Fragmento del texto -
# # #

Los opuestos se distraen

Por Romeo Mareo

Especial El Nuevo Día

Claro que, de ser cierto, entonces tendrían que desaparecer todas esas compañías que por un precio módico prometen conseguirle pareja a los solitarios, apelando exclusivamente a la afinidad o a la compatibilidad.

La provocación para estos pensamientos radica en un amigo llamado Ruperto (nombre ficticio), quien me citó los otros días a mi pub favorito y allí, ablandándome el corazón con un par de tragos -yo no suelo atender casos amorosos fuera de las horas de oficina- consiguió que yo le escuchara sus penas.

Créanme, fue un sacrificio: Ruperto es dueño de una voz fañosa que hace que Eros Ramazzotti suene como Pavarotti.

# # #

Datos extraídos -
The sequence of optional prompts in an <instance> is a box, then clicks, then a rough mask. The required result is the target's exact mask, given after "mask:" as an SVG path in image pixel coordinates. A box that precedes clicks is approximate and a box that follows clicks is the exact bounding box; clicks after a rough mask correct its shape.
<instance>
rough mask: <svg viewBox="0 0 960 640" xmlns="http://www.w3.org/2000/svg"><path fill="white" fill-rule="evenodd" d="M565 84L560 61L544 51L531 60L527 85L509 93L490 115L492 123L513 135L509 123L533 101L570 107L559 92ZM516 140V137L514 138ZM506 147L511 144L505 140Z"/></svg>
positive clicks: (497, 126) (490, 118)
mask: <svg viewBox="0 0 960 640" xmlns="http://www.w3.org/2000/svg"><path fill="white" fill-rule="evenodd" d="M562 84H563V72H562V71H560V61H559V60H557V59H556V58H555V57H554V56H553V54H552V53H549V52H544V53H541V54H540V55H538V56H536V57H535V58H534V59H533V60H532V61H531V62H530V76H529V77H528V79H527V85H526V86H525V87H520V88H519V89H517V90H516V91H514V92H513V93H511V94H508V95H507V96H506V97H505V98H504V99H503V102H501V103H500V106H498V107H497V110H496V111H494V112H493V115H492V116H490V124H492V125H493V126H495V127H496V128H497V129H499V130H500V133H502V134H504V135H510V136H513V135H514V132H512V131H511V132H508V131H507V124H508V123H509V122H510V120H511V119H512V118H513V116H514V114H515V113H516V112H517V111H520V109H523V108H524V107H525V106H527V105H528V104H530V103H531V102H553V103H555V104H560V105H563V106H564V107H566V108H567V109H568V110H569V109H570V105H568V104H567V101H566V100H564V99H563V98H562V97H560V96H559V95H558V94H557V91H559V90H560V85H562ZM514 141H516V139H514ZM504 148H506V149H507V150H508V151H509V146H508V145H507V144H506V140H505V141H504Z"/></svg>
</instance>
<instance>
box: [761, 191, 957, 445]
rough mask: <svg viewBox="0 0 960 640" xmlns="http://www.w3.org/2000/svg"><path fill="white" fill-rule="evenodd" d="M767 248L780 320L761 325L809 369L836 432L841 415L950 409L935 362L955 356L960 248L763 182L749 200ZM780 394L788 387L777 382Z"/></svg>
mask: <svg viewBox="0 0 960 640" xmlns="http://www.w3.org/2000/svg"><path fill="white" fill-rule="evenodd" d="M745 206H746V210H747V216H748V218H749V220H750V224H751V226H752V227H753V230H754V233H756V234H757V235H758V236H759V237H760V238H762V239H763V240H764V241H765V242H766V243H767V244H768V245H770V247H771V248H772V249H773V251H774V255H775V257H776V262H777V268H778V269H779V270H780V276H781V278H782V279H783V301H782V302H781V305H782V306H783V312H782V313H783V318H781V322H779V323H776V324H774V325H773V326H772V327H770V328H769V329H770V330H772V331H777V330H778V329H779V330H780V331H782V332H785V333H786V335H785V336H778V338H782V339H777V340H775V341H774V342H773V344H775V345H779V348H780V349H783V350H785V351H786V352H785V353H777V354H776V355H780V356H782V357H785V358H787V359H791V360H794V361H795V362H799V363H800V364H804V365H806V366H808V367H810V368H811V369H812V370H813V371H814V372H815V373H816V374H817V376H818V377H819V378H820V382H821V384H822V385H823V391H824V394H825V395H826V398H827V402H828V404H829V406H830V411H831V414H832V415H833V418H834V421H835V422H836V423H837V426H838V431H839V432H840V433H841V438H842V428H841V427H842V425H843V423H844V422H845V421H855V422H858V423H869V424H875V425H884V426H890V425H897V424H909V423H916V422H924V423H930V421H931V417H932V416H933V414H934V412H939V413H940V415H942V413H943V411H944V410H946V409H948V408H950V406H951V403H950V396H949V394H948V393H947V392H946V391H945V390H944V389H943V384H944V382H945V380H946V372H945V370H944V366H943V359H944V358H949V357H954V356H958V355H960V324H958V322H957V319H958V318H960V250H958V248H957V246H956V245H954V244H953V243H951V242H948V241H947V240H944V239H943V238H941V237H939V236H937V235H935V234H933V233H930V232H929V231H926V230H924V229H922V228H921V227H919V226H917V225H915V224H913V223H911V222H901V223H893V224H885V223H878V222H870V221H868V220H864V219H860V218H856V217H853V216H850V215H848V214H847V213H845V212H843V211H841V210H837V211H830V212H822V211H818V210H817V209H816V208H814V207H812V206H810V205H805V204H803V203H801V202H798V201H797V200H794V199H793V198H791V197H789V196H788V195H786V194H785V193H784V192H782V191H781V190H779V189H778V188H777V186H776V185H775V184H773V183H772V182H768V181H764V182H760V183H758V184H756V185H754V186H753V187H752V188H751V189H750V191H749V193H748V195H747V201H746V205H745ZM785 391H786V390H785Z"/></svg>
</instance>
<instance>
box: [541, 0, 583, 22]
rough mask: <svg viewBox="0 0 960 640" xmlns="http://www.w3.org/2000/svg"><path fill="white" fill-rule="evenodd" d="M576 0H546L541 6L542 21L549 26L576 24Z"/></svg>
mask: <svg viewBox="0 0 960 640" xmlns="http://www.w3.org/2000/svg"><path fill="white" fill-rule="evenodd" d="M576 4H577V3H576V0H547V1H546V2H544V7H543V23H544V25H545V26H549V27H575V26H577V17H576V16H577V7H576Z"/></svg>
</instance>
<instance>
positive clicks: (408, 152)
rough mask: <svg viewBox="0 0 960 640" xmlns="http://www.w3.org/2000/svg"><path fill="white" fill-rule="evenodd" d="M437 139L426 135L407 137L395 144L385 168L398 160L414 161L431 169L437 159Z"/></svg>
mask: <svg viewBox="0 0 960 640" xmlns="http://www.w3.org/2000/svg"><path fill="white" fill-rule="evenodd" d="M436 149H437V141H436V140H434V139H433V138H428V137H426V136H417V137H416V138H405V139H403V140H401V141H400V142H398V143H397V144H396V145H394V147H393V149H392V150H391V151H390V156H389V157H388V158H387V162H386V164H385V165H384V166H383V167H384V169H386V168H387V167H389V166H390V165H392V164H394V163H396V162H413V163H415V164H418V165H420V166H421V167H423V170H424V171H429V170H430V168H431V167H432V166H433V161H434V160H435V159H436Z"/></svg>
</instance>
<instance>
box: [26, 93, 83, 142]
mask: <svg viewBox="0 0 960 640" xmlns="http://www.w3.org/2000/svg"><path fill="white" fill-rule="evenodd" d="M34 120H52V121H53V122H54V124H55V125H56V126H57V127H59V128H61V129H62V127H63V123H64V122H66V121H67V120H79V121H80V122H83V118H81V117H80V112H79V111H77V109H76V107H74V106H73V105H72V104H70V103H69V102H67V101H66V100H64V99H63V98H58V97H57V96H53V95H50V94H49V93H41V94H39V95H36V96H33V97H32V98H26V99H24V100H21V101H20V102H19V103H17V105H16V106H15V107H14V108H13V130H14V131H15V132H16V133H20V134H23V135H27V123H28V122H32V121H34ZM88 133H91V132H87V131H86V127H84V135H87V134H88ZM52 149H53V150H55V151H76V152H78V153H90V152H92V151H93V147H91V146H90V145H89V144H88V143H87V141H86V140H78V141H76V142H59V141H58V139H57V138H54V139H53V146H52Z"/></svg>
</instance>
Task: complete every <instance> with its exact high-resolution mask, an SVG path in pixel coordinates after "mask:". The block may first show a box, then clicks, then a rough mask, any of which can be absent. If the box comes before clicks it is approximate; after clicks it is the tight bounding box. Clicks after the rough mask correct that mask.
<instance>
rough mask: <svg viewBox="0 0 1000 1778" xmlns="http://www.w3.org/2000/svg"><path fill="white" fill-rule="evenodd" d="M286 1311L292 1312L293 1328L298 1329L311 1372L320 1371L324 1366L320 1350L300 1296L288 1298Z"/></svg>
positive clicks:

# # #

Explora el material -
**a.** ¿Cómo describe el fragmento del texto la voz de Ruperto?
**b.** Transcribe del fragmento del texto la parte que abre con las palabras que contienen "La provocación para" y cierra con "escuchara sus penas.".
Las entradas provienen de otra fuente.

Soluciones por tarea -
**a.** Como una voz fañosa.

**b.**
La provocación para estos pensamientos radica en un amigo llamado Ruperto (nombre ficticio), quien me citó los otros días a mi pub favorito y allí, ablandándome el corazón con un par de tragos -yo no suelo atender casos amorosos fuera de las horas de oficina- consiguió que yo le escuchara sus penas.